### Supplied text
##############################
The Lead Investigator of the project, Dr Juliet Iwelunmor, Washington State University, buttressed the objective of the programme, which seeks to bring local creativity and invention to bare in tackling some Nigerian health problems. She asked a fundamental question concerning the lifestyle of Nigerians saying if Nigerians as a people eat local food, put on local clothing, and engage in indigenous occupations, then why do they seek foreign solutions to their health challenges? She said it was this question that triggered the establishment of Mega Designathon 2024, aimed at inventing local remedies for ailments in Nigeria.
Iwelunmor disclosed that they have about 40 teams of youths within the age range of 19 to 24, saddled with the responsibilities of producing innovative ideas to motivate mothers to vaccinate their newborns with HPV vaccines; ensure that no Nigerian youth is HIV positive; use music to drive awareness and prevention of hypertension and stroke; among others.
According to her “All our creativity is local. The food we eat or the clothes we wear, everything we do is local. It’s our own.
“So how much less our health? We know what works best for us. So that’s why we are gathered here. We are gathered here to say no solution is too small, no solution is too big. Some solutions may fail but some solutions will also succeed. The key is that you have to bring it.
“We are here asking our youth, asking our community-based organisations, asking just everybody that has a handle on health, that has experienced health, that wants to learn, to bring those solutions and together we will create what we know will work best for us.
“It’s not enough to go elsewhere and say let’s imbibe other people’s food, other people’s culture, when we know what works for us. So that’s why we are gathered, to ask people in general, what are those solutions for increasing HPV vaccination uptake? Do you know what will work best so that more girls, for example, are vaccinated? Please bring it”.
Prof, Oliver Ezechi, co-investigator of the project with NIMR, highlighted on the intricacies of the project, the selection criteria, how they were able to screen over 1000 applications to just only 140 participants for the first phase, thereafter, to select those who will proceed to the final stage in June.
##############################
### Provided records
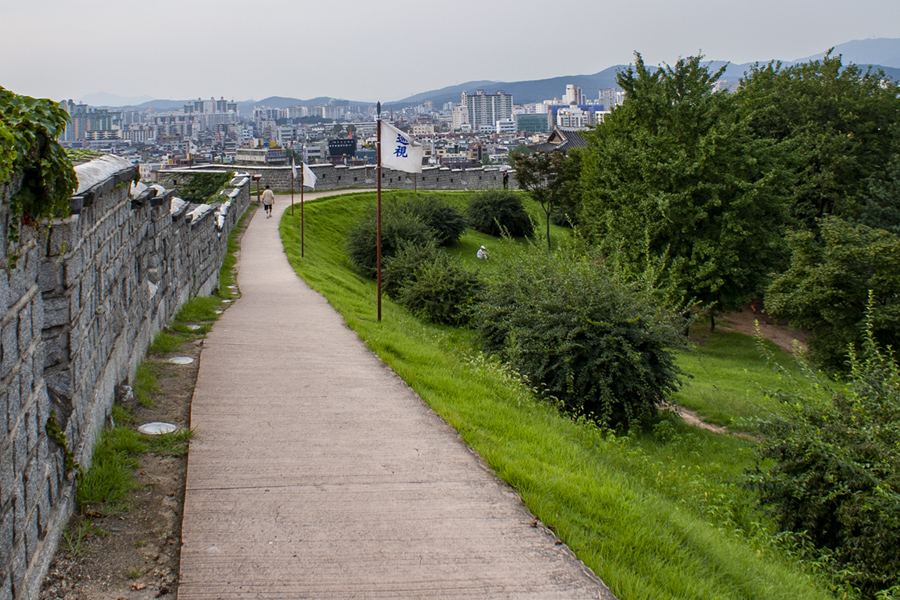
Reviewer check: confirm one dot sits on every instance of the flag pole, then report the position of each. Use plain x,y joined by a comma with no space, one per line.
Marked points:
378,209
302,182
##############################
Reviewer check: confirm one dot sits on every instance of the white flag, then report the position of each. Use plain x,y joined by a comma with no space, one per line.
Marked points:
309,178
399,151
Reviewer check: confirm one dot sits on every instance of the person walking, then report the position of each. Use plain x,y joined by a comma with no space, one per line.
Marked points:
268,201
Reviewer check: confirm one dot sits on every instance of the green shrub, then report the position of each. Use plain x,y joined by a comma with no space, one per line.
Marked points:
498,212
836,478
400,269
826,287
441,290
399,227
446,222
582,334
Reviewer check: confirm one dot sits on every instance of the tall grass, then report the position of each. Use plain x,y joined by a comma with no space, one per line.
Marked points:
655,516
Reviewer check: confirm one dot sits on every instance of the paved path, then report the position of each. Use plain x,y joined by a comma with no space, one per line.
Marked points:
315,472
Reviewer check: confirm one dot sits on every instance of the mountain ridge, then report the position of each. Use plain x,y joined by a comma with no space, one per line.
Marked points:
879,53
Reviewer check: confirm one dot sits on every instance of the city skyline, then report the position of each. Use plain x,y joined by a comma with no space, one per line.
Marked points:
##############################
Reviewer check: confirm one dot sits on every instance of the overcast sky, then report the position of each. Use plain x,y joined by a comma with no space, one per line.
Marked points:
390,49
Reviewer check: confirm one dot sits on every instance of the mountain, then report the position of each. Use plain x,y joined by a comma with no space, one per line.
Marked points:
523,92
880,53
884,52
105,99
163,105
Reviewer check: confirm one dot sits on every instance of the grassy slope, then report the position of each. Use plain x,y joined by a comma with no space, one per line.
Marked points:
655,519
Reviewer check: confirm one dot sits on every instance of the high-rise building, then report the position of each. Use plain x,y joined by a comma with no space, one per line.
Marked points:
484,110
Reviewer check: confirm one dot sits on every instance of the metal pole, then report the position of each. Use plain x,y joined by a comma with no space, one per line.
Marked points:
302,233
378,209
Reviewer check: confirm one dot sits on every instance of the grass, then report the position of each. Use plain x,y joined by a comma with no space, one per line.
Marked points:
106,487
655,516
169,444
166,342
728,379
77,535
##############################
### Task prompt
From the Mega Designathon report, pull out the stretch from "According to her" through "to bring it." word for word.

### Output of the task
According to her “All our creativity is local. The food we eat or the clothes we wear, everything we do is local. It’s our own.
“So how much less our health? We know what works best for us. So that’s why we are gathered here. We are gathered here to say no solution is too small, no solution is too big. Some solutions may fail but some solutions will also succeed. The key is that you have to bring it.